Available records Block Start
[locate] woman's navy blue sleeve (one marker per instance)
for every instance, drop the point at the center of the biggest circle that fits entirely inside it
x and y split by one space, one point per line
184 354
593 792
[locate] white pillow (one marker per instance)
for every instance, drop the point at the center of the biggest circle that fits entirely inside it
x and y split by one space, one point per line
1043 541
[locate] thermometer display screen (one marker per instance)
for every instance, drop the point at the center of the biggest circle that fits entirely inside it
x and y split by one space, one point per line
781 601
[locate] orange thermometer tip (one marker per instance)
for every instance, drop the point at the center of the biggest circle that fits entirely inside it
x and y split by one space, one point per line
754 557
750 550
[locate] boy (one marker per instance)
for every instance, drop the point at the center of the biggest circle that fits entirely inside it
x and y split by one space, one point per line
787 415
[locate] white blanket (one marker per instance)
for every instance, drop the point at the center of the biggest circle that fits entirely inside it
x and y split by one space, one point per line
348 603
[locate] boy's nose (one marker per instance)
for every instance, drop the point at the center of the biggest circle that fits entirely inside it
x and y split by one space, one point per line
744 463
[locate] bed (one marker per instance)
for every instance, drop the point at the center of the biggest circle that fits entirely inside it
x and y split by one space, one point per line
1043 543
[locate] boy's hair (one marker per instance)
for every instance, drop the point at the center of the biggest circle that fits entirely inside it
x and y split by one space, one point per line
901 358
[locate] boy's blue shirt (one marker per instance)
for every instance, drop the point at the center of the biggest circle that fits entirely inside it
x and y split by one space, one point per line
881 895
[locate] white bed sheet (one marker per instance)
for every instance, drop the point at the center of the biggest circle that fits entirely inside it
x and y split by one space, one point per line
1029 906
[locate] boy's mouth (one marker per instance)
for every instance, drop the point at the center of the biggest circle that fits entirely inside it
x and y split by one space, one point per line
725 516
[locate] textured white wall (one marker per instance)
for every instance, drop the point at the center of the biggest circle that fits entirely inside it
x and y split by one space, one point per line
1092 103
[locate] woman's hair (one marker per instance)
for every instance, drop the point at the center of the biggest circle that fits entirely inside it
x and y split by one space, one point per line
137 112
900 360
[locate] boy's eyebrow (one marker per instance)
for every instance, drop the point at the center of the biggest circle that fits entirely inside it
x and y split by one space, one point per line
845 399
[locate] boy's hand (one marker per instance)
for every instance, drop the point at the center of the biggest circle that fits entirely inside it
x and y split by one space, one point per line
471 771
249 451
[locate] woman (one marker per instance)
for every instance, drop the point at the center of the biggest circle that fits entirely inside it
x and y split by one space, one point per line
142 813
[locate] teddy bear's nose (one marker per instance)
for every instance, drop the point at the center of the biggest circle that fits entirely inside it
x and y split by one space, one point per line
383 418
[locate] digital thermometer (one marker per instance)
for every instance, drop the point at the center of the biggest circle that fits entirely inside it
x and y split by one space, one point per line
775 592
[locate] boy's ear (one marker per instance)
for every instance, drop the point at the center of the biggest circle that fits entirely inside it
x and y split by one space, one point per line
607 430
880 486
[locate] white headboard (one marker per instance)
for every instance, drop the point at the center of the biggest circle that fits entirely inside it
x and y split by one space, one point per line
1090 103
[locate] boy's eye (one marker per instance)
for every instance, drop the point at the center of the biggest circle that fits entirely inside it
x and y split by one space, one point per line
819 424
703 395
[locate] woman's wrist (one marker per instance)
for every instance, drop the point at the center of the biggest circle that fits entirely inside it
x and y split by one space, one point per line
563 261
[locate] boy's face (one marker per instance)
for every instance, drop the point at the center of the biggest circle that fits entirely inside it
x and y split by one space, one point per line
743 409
Available records Block End
**Exercise objective:** Could you repeat exactly the lines above from the line with "[locate] boy (one marker per instance)" up to and including the line with "[locate] bed (one marker per instance)", and only those?

**Exercise output:**
[locate] boy (one marker per instance)
for every instance, drop the point at the center of the biggest circle that fits entirely inside it
x and y split by one space, one point per line
787 415
[locate] white blanket (one marker per instance)
for every instance, drop the point at the center of the biggest circle that fits entirely inside it
x and y split by one space, one point per line
348 603
[locate] boy's nose (one marker per instance)
for every instance, drop the point at the center of the biggest circle that fits entirely inside it
x and y split by one space, one point per line
744 463
[locate] bed (one marker per instance)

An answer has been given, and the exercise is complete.